### TRECHO DO TEXTO
╭──

O globo, n. 29871, 20/05/2015. País, p. 6

Levy: ‘A vida está difícil’

RENATA MARIZ

Em meio à busca pela aprovação do ajuste fiscal, ministro da Fazenda tenta acordo com trabalhadores rurais, que protestavam contra cortes na agricultura

Odia de negociador do ministro da Fazenda, Joaquim Levy, envolvido em articulações para garantir a aprovação do ajuste fiscal, começou cedo ontem. Ao chegar ao trabalho, precisou usar seu poder de persuasão para entrar no prédio do ministério, ocupado por manifestantes da Federação Nacional dos Trabalhadores e Trabalhadoras na Agricultura Familiar (Fetraf ) que gritavam palavras de ordem contra cortes nos programas para o campo.

GIVALDO BARBOSA

Rodeado de manifestantes, sob os olhares de seguranças, Levy conversou por cerca de 15 minutos com os líderes do movimento e deu alguns telefonemas, até conseguir entrar no ministério na companhia de uma comitiva de agricultores. Em reunião com o grupo dentro do órgão, disse que “a vida está difícil” e que “é preciso compreender que o ajuste fiscal é necessário”, segundo o coordenadorgeral da Fetraf, Marcos Rochinski.

╰──

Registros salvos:
╭──

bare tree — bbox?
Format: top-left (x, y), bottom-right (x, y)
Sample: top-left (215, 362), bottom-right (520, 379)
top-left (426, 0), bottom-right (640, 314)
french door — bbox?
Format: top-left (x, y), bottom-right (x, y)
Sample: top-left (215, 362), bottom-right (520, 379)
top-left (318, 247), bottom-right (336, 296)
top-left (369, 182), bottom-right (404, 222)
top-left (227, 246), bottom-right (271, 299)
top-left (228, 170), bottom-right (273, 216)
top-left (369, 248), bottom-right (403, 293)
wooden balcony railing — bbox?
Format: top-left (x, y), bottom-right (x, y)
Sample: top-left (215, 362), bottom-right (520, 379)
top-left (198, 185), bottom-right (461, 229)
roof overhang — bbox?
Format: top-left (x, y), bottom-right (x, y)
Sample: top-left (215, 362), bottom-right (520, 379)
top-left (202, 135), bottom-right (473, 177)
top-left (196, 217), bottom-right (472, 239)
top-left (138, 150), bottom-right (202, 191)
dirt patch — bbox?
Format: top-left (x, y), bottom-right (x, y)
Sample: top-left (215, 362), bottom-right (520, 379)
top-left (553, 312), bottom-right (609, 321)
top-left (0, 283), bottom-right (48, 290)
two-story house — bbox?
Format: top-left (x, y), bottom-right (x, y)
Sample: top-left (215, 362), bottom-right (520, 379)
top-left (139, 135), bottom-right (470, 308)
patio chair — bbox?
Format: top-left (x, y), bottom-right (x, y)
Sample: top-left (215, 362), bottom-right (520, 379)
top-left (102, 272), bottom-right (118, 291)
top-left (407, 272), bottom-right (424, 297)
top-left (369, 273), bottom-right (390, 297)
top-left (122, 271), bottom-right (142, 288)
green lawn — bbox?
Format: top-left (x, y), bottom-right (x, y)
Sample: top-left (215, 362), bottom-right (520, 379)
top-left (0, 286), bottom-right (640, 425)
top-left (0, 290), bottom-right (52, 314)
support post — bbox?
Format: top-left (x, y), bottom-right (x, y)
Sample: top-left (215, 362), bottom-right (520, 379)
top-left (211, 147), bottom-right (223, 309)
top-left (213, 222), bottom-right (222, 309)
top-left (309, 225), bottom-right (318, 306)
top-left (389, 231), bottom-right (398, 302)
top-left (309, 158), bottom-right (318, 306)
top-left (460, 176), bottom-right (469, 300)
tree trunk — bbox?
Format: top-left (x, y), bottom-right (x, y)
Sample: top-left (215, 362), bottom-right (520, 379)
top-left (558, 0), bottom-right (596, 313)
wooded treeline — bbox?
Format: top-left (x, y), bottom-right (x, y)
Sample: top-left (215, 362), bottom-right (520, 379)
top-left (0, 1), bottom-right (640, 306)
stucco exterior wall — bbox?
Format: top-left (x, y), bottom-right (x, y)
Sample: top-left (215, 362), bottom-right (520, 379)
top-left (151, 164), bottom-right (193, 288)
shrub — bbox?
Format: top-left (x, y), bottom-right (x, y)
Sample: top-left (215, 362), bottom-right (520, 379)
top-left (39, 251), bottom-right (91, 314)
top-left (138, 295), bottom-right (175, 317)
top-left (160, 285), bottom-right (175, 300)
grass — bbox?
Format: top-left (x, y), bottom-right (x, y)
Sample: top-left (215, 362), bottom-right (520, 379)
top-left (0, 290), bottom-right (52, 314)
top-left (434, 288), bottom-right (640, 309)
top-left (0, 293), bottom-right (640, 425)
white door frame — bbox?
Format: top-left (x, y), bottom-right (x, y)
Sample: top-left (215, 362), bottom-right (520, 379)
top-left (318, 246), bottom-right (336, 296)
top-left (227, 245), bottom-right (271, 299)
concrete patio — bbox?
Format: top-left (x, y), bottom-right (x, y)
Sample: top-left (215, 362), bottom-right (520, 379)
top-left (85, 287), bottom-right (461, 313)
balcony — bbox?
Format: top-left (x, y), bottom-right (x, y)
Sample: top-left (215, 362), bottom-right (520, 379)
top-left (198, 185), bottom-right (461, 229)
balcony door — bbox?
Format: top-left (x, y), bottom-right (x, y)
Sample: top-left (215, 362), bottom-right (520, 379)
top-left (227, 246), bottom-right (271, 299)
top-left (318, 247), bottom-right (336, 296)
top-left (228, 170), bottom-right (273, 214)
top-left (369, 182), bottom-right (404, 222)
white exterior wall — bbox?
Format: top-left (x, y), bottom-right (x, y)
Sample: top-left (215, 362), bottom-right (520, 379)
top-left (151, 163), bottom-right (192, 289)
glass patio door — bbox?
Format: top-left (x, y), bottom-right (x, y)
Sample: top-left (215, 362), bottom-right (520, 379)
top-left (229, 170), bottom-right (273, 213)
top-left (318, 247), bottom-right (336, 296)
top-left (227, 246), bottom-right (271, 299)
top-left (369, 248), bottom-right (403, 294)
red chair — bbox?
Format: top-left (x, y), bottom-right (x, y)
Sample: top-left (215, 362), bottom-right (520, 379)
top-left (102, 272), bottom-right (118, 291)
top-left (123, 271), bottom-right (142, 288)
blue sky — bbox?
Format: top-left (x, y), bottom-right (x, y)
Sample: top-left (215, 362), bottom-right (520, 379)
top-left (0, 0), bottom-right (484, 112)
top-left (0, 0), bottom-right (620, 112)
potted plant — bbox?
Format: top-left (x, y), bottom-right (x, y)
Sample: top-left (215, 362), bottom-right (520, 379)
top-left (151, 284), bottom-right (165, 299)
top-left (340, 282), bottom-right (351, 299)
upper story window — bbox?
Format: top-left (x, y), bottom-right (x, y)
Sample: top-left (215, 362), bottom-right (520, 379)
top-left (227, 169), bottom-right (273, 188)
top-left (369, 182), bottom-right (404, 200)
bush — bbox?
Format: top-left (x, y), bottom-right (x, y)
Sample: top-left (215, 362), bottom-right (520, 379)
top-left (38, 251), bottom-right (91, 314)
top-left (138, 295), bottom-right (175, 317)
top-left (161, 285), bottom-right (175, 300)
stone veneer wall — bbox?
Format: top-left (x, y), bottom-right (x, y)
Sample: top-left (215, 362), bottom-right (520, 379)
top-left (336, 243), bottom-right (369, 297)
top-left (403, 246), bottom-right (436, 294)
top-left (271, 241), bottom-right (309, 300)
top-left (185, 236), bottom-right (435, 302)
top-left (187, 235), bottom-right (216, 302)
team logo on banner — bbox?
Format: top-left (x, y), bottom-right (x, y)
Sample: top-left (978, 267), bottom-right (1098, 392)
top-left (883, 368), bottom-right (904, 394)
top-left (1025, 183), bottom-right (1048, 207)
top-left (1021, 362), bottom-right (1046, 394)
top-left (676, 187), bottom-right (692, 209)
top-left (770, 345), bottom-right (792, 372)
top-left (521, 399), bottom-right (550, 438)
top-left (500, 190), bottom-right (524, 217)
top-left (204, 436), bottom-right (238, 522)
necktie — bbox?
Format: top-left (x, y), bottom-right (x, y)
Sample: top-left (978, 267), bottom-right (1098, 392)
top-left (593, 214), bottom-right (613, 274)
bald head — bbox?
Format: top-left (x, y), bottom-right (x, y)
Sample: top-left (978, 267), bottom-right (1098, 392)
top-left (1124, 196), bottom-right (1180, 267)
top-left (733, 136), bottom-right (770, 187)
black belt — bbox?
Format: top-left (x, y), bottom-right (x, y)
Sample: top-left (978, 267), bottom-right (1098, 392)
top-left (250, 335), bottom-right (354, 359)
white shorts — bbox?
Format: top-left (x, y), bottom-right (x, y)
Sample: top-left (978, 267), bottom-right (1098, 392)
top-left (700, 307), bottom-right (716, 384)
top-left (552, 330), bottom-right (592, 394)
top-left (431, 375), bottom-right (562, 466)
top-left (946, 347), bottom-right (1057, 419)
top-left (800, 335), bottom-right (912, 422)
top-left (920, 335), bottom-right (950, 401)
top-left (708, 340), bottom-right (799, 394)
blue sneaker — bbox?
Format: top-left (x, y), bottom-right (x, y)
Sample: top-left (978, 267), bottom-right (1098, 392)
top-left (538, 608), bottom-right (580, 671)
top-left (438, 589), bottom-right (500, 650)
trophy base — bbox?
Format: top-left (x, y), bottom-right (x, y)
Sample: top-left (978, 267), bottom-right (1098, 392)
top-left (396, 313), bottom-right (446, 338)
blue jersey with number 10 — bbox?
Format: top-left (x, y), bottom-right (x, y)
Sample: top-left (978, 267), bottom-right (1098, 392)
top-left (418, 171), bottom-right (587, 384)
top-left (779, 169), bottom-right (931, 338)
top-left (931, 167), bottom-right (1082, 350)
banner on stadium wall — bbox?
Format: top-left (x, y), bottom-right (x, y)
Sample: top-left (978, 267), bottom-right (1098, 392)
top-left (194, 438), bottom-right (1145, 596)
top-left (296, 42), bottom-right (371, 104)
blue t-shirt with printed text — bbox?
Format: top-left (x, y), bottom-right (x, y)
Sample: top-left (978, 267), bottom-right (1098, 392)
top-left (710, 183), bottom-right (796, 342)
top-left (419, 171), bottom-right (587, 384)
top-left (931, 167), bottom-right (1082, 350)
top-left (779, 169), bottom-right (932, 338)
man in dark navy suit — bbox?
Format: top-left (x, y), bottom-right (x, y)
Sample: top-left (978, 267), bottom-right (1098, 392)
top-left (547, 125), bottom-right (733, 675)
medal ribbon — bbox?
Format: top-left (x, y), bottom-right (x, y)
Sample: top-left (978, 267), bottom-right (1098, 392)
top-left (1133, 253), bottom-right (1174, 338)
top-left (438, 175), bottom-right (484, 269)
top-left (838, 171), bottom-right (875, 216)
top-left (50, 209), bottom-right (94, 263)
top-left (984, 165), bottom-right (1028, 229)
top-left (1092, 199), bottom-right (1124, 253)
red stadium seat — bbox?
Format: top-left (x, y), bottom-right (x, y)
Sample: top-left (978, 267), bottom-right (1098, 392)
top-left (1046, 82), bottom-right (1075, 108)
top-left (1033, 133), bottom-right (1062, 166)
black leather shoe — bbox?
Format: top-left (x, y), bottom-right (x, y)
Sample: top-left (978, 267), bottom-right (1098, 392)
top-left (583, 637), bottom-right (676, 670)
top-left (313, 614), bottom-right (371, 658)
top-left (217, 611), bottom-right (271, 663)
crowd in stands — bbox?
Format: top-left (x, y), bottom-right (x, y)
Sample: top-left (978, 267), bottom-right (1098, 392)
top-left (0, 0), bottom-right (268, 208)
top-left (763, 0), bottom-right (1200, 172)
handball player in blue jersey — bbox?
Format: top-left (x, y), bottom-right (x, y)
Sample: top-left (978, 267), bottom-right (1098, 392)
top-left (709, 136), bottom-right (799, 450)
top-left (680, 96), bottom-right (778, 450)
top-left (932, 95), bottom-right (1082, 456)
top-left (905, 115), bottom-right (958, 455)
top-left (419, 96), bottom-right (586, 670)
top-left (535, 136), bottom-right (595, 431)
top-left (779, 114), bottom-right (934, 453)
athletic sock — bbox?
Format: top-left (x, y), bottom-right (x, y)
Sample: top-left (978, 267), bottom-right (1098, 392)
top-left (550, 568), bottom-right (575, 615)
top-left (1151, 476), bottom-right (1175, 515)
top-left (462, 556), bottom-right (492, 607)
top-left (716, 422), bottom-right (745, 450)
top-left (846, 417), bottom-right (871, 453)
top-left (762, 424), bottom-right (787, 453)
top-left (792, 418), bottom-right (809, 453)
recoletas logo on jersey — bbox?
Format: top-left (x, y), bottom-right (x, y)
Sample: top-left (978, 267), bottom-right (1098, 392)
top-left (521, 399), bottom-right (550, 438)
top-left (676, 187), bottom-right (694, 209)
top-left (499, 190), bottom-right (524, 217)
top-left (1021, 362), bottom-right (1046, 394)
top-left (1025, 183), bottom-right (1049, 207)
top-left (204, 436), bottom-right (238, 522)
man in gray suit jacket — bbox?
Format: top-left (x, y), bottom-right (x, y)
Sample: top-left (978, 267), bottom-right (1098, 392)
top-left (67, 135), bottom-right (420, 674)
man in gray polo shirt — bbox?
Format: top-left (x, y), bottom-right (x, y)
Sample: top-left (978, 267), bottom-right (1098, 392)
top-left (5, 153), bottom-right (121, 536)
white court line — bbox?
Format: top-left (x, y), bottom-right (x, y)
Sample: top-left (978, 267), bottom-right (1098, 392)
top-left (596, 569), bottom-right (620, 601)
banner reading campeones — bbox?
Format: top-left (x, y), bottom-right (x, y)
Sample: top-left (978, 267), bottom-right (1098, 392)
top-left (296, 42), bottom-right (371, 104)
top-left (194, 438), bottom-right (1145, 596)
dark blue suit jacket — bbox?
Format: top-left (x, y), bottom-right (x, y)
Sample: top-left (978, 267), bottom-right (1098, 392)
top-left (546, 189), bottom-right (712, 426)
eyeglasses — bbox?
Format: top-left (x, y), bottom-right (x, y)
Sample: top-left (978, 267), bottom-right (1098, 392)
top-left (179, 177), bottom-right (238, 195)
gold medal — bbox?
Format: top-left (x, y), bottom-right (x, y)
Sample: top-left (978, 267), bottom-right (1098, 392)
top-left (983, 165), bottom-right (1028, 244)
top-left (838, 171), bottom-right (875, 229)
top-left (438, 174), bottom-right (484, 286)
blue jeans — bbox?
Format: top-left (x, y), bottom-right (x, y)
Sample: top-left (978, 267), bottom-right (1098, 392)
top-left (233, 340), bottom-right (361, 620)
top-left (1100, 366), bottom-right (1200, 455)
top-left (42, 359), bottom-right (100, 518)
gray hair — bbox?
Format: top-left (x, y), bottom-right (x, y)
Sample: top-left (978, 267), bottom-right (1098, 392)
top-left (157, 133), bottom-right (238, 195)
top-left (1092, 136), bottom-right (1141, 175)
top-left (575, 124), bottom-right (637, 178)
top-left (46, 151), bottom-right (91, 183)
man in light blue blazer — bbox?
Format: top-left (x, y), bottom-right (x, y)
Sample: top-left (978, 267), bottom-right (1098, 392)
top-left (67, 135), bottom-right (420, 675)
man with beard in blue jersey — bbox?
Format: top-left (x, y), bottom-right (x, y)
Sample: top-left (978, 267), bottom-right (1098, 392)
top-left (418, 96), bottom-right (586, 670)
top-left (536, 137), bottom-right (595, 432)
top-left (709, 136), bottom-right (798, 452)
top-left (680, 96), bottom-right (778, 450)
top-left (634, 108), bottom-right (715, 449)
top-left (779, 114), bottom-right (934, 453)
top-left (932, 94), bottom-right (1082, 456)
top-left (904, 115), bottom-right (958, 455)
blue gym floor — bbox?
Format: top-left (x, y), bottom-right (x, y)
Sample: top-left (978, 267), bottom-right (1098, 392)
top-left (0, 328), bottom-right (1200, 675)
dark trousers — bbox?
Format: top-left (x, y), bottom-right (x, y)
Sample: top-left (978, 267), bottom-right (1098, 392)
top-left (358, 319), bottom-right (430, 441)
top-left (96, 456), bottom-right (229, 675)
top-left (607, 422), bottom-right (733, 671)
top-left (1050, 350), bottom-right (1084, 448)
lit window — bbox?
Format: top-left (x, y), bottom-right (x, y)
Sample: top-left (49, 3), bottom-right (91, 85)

╰──

### DESAFIO
Extraia na íntegra, sem nenhuma alteração, a reportagem sobre Levy e os trabalhadores rurais.

### EXERCÍCIO CONCLUÍDO
O globo, n. 29871, 20/05/2015. País, p. 6

Levy: ‘A vida está difícil’

RENATA MARIZ

Em meio à busca pela aprovação do ajuste fiscal, ministro da Fazenda tenta acordo com trabalhadores rurais, que protestavam contra cortes na agricultura

Odia de negociador do ministro da Fazenda, Joaquim Levy, envolvido em articulações para garantir a aprovação do ajuste fiscal, começou cedo ontem. Ao chegar ao trabalho, precisou usar seu poder de persuasão para entrar no prédio do ministério, ocupado por manifestantes da Federação Nacional dos Trabalhadores e Trabalhadoras na Agricultura Familiar (Fetraf ) que gritavam palavras de ordem contra cortes nos programas para o campo.

GIVALDO BARBOSA

Rodeado de manifestantes, sob os olhares de seguranças, Levy conversou por cerca de 15 minutos com os líderes do movimento e deu alguns telefonemas, até conseguir entrar no ministério na companhia de uma comitiva de agricultores. Em reunião com o grupo dentro do órgão, disse que “a vida está difícil” e que “é preciso compreender que o ajuste fiscal é necessário”, segundo o coordenadorgeral da Fetraf, Marcos Rochinski.